::: AVAILABLE RECORDS :::

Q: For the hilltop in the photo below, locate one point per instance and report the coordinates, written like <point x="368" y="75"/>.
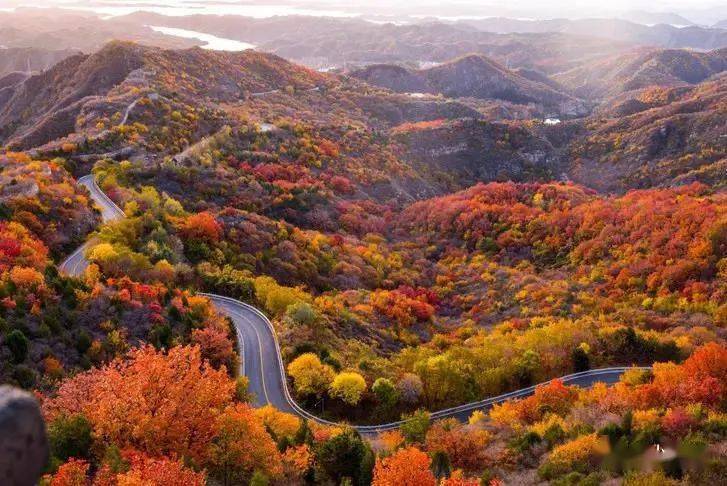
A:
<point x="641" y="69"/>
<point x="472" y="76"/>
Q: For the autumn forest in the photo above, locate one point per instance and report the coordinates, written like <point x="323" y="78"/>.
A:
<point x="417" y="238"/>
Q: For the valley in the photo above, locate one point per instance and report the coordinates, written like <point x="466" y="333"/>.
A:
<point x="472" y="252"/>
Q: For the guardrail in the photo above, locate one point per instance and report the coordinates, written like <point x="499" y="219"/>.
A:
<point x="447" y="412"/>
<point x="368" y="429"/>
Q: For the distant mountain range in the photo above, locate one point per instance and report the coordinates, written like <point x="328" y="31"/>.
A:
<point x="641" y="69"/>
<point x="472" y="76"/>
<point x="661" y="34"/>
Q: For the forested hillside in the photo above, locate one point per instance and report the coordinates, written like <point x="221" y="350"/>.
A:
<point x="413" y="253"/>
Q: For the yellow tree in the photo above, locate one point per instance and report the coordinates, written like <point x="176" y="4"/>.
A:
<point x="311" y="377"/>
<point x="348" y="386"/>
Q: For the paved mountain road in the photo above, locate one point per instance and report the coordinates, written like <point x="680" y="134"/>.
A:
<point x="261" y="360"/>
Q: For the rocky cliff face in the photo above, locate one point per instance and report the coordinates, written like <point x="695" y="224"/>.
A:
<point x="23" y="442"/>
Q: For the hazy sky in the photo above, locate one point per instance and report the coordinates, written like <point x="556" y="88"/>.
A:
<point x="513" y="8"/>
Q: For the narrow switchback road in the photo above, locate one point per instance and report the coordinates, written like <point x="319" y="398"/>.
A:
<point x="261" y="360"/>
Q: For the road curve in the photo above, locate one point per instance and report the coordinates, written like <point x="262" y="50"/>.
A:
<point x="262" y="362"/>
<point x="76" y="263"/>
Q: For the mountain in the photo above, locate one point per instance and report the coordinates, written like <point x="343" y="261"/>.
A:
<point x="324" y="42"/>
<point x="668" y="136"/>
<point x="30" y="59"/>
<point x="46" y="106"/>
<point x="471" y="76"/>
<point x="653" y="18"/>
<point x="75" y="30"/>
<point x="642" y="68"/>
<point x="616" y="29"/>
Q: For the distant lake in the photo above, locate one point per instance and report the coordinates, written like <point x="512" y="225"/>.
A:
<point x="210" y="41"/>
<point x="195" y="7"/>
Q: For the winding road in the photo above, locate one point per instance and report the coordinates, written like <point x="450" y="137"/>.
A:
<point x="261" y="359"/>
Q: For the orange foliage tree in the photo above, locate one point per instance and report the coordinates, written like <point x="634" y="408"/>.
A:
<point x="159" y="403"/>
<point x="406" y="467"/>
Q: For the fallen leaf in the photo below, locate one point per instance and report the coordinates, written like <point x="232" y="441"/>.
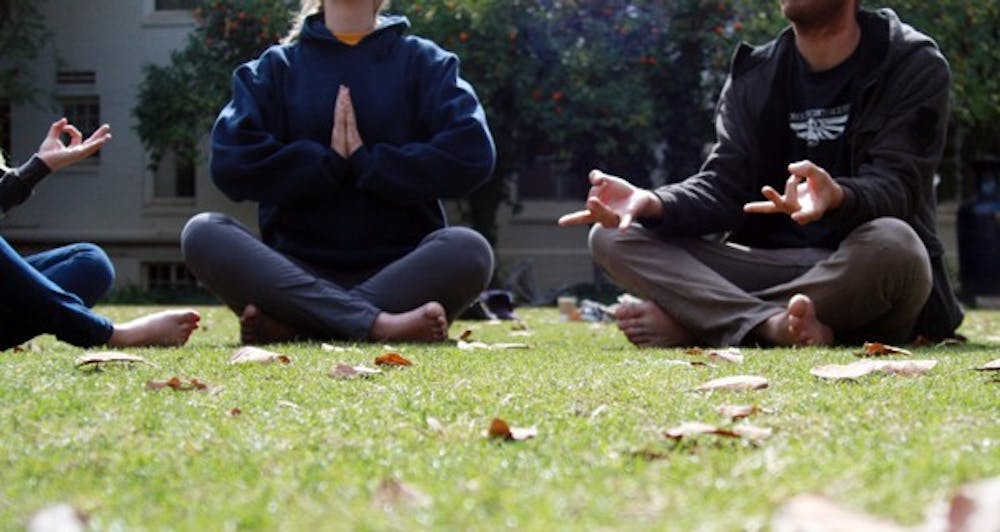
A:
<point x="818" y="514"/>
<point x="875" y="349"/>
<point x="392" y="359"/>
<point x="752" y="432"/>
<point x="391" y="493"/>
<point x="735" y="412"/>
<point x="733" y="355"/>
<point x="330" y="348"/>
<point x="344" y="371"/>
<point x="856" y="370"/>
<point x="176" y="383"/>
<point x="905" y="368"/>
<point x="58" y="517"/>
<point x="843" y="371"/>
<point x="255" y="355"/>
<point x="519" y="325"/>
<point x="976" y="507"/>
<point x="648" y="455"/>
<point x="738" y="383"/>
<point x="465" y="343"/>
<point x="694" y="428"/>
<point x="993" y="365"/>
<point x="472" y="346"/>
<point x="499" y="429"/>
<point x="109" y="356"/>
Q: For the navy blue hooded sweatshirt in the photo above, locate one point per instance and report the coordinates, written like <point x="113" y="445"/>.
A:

:::
::: AVAILABLE RECORDS :::

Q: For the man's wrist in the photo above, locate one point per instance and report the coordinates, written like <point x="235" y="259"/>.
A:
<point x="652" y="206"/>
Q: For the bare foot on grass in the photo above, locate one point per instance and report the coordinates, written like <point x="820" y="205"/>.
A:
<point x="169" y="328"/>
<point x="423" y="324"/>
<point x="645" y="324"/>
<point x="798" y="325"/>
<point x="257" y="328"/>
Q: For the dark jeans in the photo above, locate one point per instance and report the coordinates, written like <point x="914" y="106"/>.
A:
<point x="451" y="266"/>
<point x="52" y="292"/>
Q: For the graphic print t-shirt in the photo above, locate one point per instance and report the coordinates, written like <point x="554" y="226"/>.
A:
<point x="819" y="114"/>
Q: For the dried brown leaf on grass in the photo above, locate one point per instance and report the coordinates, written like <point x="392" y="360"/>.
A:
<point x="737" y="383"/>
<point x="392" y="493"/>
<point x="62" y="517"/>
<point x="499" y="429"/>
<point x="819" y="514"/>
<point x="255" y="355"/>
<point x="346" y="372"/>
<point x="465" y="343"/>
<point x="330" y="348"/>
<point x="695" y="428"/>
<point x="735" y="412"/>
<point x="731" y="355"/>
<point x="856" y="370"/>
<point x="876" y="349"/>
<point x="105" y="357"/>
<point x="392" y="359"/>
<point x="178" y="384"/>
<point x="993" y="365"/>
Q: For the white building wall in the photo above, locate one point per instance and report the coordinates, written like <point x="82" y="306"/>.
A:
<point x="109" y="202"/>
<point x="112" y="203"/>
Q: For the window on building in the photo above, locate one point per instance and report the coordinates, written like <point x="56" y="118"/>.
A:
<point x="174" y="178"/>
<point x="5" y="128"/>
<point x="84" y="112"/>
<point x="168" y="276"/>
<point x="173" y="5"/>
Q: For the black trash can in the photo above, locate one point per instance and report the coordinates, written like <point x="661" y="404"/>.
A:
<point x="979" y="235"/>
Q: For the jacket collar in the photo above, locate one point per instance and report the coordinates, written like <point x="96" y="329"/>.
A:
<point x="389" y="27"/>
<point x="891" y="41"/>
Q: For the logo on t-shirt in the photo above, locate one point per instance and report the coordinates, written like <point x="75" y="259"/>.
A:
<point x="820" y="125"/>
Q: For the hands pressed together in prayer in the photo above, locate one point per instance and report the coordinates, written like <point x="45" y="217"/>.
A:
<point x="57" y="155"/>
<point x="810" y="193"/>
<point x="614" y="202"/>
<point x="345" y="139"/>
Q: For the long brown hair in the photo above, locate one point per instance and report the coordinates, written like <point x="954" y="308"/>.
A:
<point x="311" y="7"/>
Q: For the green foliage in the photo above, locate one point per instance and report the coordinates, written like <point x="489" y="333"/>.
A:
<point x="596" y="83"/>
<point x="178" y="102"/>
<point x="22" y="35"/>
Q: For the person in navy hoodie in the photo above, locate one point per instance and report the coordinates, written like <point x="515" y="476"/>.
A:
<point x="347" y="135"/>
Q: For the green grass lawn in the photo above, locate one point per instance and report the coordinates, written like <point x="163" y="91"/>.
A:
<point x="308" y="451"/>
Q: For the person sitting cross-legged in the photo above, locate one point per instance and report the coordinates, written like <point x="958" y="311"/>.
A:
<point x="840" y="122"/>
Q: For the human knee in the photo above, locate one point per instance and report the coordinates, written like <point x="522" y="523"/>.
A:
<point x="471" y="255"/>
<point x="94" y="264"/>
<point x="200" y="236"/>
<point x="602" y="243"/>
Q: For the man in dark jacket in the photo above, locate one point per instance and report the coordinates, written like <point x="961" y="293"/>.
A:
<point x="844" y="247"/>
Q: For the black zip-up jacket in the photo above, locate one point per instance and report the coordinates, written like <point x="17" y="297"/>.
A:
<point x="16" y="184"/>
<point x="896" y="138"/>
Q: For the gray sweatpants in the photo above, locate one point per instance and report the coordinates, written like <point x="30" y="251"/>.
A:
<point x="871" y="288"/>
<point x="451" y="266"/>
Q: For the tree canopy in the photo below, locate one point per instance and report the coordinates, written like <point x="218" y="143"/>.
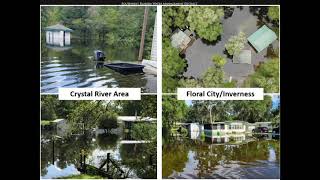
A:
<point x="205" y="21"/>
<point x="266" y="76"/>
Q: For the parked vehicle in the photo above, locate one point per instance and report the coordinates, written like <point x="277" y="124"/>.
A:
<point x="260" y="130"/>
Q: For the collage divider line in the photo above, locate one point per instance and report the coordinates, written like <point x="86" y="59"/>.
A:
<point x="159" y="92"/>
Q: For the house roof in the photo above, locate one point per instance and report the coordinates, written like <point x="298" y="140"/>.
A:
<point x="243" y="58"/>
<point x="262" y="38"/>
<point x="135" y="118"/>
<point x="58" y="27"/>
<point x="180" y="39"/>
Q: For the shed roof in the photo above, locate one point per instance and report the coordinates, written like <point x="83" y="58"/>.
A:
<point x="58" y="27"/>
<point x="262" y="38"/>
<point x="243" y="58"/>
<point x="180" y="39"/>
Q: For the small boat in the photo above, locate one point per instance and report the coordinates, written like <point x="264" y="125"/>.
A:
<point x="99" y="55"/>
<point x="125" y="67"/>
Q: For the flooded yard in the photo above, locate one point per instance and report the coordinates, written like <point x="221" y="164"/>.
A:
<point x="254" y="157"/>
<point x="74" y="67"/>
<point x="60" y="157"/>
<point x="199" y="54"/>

:::

**PROBLEM DESCRIPTION**
Go through the records above and count the lines with the word "person" in them. Answer with the number only.

**TASK RESULT**
2